Exercise objective: Report every line in the records below that contains the word "thin", and give each of those lines in full.

Listed records:
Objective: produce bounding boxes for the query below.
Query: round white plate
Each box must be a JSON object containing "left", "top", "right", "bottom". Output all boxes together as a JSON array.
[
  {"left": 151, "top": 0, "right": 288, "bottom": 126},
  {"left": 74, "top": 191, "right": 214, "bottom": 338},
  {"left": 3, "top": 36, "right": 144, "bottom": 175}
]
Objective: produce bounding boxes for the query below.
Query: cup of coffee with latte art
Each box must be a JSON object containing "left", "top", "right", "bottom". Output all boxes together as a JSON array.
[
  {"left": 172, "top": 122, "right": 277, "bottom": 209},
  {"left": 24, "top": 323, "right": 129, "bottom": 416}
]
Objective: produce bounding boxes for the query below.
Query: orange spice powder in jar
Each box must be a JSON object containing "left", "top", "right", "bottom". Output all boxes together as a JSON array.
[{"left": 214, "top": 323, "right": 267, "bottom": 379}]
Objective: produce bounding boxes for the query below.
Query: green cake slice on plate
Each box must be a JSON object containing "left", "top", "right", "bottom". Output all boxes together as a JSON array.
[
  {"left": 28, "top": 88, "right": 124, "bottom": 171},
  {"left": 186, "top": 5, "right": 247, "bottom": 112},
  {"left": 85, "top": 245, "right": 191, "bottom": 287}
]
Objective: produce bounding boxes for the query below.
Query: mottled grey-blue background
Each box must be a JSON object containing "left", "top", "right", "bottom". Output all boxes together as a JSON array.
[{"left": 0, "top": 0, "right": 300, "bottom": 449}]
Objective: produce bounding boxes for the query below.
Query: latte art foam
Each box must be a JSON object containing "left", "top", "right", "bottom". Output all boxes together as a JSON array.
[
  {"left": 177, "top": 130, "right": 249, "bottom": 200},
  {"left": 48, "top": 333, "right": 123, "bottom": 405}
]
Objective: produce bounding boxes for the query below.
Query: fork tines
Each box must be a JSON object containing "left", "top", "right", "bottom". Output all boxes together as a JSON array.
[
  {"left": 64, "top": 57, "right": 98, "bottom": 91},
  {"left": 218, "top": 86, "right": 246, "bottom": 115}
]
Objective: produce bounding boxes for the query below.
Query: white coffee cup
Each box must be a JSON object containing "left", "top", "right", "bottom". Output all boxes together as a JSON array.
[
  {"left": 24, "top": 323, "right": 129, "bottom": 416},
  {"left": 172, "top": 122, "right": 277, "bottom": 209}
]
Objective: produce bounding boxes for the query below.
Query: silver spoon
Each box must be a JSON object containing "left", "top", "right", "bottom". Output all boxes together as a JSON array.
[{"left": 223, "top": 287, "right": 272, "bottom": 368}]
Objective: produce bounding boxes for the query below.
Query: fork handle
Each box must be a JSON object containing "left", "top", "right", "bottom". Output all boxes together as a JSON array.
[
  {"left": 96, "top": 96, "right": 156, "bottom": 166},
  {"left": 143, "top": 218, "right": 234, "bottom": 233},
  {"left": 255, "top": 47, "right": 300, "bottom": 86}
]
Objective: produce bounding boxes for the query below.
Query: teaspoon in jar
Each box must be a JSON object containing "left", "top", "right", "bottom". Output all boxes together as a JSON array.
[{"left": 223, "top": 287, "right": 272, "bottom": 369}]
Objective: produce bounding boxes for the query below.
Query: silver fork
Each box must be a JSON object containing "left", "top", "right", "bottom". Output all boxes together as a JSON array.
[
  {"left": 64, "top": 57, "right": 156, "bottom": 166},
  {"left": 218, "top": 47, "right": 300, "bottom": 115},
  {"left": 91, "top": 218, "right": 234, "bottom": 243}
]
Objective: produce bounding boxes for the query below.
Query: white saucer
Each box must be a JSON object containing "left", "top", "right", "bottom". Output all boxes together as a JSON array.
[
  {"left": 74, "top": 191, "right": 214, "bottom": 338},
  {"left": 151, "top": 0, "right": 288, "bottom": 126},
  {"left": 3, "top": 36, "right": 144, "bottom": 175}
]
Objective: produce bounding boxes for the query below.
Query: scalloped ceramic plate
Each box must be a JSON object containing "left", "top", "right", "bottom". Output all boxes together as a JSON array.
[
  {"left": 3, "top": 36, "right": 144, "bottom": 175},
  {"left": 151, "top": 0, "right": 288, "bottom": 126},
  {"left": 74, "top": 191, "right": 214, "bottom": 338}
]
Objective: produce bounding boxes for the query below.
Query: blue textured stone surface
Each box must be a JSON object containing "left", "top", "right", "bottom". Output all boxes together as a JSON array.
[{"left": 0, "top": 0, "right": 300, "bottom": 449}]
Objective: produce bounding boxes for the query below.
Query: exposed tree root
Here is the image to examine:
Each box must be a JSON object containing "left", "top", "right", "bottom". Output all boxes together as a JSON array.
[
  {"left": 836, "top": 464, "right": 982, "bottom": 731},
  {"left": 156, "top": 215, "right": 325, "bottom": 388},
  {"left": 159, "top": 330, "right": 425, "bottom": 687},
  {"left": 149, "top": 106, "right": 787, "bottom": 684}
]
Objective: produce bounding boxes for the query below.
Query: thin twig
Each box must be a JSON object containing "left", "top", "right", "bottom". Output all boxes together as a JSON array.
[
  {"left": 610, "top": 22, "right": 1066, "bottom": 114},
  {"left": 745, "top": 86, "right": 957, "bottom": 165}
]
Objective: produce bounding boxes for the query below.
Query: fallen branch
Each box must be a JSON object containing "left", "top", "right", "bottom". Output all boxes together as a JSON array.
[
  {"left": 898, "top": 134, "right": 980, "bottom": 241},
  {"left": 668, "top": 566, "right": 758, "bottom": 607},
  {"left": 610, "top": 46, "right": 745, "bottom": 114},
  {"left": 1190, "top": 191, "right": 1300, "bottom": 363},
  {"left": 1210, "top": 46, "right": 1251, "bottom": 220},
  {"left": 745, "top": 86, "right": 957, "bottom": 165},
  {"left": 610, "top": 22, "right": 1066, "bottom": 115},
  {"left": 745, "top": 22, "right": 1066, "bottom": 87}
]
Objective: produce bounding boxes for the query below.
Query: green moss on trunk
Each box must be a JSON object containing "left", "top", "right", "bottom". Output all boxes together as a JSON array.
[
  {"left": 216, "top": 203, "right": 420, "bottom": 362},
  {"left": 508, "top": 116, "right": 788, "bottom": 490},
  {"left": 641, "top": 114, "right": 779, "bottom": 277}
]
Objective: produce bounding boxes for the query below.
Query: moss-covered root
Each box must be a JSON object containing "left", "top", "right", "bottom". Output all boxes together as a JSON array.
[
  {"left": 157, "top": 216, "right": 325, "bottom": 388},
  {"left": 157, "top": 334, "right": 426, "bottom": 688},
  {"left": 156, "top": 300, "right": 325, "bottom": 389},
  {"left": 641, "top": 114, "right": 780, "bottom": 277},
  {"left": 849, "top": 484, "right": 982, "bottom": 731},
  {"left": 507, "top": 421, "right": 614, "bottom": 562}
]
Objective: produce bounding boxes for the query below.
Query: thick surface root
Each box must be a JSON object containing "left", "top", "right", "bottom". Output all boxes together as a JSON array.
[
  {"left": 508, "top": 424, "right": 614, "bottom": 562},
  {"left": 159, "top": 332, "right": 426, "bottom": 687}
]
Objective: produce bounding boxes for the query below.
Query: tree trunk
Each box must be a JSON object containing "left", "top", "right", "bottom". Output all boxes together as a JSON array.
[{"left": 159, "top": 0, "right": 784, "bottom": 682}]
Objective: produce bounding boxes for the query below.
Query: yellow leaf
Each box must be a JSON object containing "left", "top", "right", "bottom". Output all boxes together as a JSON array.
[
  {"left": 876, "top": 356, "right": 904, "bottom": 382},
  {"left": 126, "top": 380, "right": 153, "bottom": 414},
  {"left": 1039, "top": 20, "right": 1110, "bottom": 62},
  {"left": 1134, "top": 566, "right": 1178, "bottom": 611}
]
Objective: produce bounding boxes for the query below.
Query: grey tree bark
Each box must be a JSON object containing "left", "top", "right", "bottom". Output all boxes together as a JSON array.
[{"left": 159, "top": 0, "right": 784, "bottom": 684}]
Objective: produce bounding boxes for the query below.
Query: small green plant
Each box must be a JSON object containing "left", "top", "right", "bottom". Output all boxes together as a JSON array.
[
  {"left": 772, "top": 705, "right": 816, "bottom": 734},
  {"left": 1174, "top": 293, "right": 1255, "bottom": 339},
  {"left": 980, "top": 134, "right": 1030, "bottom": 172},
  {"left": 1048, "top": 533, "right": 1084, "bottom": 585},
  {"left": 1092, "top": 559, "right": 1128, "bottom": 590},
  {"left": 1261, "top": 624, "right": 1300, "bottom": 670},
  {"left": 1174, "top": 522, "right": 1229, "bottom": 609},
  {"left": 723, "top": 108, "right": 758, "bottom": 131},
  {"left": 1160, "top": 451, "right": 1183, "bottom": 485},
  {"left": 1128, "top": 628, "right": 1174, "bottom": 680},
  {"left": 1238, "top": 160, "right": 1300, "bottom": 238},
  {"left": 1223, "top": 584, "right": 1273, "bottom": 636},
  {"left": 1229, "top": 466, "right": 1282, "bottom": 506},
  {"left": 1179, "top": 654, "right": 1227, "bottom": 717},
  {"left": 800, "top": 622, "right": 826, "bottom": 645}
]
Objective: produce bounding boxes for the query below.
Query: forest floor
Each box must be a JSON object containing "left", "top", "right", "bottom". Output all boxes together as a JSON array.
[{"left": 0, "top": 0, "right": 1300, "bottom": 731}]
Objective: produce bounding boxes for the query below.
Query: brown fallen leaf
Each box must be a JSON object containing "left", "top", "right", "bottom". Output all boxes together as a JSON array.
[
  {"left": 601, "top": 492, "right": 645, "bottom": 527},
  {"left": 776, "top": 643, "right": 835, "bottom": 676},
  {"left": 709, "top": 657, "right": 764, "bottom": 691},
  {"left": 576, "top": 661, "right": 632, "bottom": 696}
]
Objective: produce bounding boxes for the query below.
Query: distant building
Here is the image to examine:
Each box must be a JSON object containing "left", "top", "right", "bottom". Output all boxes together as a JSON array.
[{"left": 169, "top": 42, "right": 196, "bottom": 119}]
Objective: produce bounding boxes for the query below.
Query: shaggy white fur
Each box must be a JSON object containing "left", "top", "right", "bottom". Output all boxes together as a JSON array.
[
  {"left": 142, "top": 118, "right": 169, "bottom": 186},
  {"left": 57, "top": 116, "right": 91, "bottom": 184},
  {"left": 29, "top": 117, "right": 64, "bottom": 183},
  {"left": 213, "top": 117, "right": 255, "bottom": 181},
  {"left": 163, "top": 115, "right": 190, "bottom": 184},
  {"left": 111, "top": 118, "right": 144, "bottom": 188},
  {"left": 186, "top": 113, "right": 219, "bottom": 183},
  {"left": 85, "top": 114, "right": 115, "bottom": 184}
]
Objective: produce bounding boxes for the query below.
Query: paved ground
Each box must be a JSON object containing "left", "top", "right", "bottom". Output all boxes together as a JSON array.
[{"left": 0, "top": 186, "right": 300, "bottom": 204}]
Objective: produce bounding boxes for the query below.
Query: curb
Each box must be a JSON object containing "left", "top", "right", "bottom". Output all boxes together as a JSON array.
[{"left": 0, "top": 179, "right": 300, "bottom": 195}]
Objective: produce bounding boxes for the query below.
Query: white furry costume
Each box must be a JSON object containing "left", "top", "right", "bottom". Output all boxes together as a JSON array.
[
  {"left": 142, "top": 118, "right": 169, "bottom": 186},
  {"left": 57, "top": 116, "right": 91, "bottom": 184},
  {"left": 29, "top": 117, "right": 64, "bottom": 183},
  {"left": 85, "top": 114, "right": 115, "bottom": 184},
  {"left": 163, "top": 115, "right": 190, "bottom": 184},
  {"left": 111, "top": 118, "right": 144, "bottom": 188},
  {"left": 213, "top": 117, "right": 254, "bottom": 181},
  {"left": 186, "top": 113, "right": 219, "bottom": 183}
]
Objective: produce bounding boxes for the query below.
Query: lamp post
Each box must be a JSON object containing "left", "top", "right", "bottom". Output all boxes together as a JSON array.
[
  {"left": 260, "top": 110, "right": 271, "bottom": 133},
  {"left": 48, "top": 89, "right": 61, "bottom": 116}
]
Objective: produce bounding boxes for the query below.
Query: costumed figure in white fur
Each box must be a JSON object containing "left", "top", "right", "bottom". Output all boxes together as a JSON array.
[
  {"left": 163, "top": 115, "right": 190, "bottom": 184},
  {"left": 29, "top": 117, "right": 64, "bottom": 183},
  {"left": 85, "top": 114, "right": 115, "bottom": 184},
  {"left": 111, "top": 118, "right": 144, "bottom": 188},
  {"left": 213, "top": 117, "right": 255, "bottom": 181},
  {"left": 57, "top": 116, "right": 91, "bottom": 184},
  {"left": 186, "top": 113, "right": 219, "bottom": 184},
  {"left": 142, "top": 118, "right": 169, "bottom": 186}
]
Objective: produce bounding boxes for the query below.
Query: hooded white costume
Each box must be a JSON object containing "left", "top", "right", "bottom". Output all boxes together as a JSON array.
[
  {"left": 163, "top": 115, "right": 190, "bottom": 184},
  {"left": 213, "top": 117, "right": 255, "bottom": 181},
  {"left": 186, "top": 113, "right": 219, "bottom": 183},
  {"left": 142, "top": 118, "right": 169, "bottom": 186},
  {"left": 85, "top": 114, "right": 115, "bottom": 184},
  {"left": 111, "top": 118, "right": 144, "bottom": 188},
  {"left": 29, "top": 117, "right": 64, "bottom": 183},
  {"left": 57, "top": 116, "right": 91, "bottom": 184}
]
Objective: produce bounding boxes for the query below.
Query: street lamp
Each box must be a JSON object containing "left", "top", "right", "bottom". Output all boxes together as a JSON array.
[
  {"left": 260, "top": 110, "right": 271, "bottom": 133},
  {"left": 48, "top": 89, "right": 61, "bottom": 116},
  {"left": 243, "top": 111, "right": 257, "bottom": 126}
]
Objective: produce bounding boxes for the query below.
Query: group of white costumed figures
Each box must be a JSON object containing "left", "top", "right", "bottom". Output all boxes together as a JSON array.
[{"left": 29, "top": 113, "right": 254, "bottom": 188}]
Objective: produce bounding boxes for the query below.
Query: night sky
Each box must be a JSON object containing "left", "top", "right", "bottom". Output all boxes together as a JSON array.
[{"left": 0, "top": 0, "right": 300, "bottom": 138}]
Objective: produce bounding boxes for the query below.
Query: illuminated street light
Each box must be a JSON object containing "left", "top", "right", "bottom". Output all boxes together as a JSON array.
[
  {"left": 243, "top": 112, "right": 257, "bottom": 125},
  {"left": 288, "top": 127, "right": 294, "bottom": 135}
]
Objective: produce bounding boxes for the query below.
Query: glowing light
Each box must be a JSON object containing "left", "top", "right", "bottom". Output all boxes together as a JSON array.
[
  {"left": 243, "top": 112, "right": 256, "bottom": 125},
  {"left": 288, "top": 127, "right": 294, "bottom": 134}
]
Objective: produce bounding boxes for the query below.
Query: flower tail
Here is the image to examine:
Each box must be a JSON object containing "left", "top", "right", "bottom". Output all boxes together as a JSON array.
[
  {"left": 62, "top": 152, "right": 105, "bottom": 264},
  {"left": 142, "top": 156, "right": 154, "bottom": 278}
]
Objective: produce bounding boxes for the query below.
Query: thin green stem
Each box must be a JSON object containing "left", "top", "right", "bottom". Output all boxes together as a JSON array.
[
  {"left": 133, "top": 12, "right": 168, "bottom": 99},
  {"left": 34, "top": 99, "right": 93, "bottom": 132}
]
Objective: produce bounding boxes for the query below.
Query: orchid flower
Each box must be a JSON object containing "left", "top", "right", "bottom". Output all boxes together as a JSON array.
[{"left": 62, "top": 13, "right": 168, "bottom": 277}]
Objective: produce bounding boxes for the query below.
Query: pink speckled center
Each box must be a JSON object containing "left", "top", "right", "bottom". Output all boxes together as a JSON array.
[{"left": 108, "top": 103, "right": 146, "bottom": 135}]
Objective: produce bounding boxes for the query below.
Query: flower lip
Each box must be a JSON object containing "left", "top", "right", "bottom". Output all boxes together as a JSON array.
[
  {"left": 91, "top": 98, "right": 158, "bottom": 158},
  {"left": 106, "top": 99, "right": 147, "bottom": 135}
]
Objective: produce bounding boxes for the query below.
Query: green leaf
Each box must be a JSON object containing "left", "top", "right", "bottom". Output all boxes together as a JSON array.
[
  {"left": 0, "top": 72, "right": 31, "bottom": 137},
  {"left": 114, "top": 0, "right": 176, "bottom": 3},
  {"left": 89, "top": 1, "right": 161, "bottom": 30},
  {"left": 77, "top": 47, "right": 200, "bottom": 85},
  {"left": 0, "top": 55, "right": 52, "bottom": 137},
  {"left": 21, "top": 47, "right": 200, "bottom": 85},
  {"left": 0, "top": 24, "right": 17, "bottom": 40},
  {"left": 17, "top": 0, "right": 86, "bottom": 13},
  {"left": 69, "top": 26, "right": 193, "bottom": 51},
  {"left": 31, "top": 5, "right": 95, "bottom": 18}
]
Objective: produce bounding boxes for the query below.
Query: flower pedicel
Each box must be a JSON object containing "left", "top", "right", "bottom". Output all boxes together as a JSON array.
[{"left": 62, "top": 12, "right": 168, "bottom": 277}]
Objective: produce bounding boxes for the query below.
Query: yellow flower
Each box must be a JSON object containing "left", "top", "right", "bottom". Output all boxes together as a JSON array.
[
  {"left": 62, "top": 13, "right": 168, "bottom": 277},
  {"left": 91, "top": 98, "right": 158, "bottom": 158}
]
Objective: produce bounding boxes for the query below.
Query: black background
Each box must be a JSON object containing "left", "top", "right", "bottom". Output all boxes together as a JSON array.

The output:
Query: thin twig
Query: thin green stem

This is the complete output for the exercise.